What the exercise asks: Return the passage of the social media article starting with "You must do" and going on through "on bucket 2!", copied word for word.

Given passage:
Social Media: From Adopting to Using

Highlights
How continuing medical education providers can become social media ninjas.

Brian S. McGowan, PhD

You have to “adopt” social media by setting up your accounts and learning how to use them before you can extract any value from the technologies. However, the real bang for the buck comes when you move beyond just getting familiar with the technology and actually begin to use it. Here are some ways you can safely accelerate the learning curve.

Pick the Right Bucket
CME professionals can use social media for three basic purposes:
    1.    To enhance the education that is provided for healthcare professionals, or HCPs
    2.    To enhance our own continuing professional development
    3.    To advocate for the value of CME

It may be a challenge for those new to using social media professionally to adopt and meaningfully use the technology simultaneously—especially for bucket 1 (to teach) and bucket 3 (to advocate). The very public nature of educating HCPs or advocating for CME seems to be a pretty significant barrier to entry: While a trial-and-error approach may be acceptable behind closed doors, it would completely undermine your education and advocacy efforts to use social media before you’ve built a substantial comfort level with the technology.

You must do your homework and be very aware of your limitations—you won’t become a social media ninja overnight. In fact, this is why I suggest that anyone new to social media begin by taking a few months (or longer) using the technologies to enhance their own continuing professional development—cut your teeth on bucket 2!

Learning and Sharing
For the past 20 months I have spent one to two hours a day exploring social media and building my personal learning network—that is more than 900 hours of tweeting, blogging, and commenting. I have taught myself about technologies that can automatically curate online information for me. I have taught myself about technologies that allow me to curate information I find in real time so that it is readily searchable when I need it. And I have taught myself about technologies that allow me to listen in on discussions and to find interesting and intelligent people I can learn from.

Dataset excerpts:
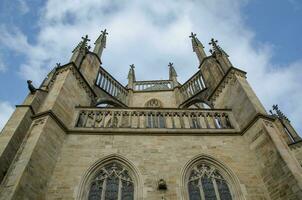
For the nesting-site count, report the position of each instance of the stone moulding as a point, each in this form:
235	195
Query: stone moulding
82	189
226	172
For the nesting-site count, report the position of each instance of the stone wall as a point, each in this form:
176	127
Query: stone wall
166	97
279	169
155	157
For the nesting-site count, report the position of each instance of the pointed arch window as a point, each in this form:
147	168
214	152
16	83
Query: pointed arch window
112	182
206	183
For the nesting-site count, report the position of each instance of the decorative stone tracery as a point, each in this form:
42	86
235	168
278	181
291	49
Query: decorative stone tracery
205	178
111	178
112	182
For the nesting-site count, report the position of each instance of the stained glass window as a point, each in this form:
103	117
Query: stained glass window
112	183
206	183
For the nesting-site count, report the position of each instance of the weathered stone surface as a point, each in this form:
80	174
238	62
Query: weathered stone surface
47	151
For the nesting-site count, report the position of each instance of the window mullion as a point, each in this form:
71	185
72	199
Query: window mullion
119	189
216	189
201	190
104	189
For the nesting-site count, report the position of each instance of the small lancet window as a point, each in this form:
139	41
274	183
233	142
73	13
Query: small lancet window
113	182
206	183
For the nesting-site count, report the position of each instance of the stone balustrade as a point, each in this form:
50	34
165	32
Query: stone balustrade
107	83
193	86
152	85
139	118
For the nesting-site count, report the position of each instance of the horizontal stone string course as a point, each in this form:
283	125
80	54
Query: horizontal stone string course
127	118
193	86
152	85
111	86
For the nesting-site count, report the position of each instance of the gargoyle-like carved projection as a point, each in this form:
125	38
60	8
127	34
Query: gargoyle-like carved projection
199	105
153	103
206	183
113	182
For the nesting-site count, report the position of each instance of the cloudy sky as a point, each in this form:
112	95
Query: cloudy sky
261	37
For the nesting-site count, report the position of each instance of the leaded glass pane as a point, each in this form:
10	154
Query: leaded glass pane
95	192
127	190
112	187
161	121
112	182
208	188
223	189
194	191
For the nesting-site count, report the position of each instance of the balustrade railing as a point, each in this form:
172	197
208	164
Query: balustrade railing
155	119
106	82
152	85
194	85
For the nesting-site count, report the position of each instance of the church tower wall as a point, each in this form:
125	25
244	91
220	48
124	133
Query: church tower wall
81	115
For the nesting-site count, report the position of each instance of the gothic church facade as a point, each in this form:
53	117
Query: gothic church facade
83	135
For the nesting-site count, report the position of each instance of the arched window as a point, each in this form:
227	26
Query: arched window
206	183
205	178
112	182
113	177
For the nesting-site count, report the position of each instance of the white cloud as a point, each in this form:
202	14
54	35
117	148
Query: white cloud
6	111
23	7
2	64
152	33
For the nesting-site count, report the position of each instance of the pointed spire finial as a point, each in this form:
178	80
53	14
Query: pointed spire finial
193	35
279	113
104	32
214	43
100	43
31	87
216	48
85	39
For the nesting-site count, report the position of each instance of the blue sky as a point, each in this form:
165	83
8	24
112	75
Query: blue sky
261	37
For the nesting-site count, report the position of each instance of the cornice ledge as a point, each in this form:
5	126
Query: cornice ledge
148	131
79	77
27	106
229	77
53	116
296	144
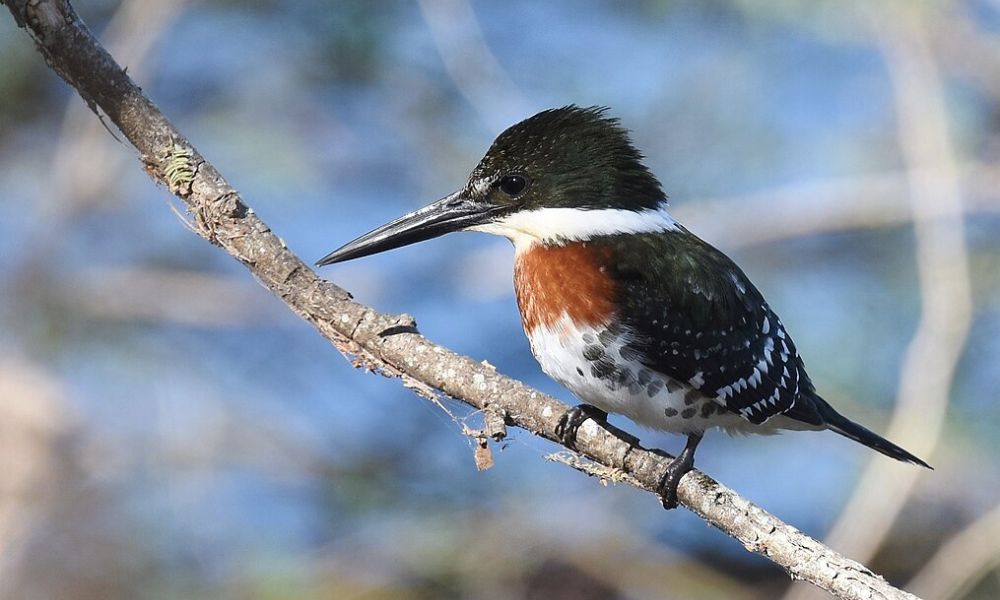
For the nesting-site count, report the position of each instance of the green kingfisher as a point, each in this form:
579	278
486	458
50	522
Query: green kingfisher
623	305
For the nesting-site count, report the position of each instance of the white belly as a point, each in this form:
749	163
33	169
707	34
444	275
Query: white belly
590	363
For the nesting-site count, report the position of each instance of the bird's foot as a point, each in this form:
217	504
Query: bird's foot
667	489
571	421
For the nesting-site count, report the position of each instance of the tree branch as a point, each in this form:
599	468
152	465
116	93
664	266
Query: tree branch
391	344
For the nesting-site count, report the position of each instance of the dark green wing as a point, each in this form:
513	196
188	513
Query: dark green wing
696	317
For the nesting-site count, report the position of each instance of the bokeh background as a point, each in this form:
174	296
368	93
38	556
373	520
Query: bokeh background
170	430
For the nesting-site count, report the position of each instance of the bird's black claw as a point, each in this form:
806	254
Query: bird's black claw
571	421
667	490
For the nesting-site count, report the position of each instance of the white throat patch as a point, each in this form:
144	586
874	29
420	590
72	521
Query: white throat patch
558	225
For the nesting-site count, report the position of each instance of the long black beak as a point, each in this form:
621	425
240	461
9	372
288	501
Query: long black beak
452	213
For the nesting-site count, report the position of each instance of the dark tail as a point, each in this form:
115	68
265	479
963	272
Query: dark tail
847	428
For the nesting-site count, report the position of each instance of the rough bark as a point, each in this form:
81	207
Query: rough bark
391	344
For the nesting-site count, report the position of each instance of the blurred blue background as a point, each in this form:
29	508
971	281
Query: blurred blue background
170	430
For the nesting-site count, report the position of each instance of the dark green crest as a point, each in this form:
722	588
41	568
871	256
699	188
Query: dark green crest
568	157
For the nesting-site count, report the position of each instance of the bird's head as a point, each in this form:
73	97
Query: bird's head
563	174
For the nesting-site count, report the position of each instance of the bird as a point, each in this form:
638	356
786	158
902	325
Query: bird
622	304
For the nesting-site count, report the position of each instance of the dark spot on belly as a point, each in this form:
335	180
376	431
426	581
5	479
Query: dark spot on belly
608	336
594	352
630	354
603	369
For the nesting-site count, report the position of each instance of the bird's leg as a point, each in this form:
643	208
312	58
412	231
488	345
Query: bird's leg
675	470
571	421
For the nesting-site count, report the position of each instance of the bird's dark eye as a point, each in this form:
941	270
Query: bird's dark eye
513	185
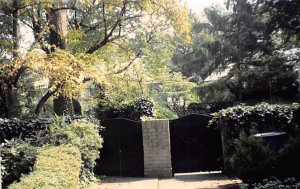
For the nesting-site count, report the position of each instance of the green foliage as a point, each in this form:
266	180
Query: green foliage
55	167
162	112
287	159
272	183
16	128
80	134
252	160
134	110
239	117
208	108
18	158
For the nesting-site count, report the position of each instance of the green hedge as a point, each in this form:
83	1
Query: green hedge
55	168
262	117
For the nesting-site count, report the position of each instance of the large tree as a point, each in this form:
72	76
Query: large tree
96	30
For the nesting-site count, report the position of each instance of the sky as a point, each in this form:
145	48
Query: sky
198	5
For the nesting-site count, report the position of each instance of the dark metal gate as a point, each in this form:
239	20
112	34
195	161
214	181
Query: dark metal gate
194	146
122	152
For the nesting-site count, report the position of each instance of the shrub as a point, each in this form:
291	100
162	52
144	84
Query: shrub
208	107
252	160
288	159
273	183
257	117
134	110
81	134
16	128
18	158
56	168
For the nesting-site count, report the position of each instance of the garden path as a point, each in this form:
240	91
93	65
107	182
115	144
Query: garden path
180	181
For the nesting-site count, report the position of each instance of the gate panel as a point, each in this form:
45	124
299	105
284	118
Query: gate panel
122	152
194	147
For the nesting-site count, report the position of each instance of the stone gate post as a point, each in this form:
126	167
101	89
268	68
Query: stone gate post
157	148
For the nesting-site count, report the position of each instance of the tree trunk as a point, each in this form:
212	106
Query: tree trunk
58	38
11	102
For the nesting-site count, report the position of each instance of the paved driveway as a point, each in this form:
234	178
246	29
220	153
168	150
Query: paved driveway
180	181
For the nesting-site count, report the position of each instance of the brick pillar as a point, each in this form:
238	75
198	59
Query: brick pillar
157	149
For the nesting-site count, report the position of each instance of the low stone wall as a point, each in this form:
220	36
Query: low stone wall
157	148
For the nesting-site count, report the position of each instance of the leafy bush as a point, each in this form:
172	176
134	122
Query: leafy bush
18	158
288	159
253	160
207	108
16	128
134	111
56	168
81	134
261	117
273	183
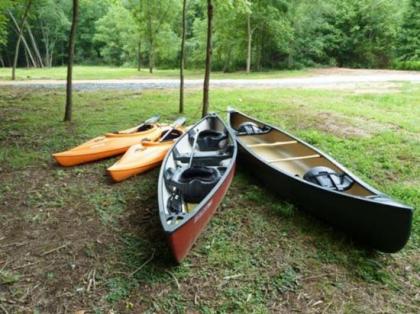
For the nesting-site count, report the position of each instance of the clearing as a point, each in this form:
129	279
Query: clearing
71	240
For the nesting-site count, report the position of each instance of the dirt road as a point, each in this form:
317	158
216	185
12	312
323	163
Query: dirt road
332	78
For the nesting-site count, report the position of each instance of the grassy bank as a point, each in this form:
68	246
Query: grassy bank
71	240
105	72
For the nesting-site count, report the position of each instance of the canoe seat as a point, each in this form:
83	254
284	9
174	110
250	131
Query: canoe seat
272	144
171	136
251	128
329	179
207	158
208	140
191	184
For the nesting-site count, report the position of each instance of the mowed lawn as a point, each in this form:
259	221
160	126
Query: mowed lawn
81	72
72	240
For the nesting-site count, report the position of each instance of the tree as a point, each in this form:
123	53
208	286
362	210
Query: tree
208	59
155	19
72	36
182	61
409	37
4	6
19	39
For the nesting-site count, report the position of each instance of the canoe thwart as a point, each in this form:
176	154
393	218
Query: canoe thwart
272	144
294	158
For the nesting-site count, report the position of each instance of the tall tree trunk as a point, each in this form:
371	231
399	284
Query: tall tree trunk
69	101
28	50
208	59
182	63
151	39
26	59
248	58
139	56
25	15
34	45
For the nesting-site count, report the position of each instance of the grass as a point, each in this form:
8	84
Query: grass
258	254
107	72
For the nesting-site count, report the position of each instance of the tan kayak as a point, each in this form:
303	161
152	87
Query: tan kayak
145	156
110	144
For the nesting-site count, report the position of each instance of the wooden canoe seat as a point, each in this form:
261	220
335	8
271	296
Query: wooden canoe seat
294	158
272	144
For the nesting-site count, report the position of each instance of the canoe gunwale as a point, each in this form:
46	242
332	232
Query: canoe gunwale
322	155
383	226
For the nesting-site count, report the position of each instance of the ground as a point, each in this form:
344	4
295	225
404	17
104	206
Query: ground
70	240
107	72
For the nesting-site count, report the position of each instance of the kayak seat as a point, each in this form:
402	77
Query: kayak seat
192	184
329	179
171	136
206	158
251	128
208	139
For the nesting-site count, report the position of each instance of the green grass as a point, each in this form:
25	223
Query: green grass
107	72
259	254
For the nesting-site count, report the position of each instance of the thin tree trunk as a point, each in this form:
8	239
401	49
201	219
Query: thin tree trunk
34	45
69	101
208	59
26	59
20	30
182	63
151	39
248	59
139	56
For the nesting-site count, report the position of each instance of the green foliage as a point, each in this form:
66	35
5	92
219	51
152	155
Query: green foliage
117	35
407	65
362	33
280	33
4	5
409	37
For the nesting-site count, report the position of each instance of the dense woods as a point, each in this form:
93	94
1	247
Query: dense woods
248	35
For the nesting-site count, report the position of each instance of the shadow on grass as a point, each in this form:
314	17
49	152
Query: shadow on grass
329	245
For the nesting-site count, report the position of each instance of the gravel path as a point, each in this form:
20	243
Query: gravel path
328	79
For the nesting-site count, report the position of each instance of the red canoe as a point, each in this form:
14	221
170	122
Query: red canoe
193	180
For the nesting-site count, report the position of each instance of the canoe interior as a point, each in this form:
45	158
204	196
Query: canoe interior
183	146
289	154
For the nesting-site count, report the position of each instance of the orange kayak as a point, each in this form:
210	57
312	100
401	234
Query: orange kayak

Your response:
You must do your homework and be very aware of your limitations—you won’t become a social media ninja overnight. In fact, this is why I suggest that anyone new to social media begin by taking a few months (or longer) using the technologies to enhance their own continuing professional development—cut your teeth on bucket 2!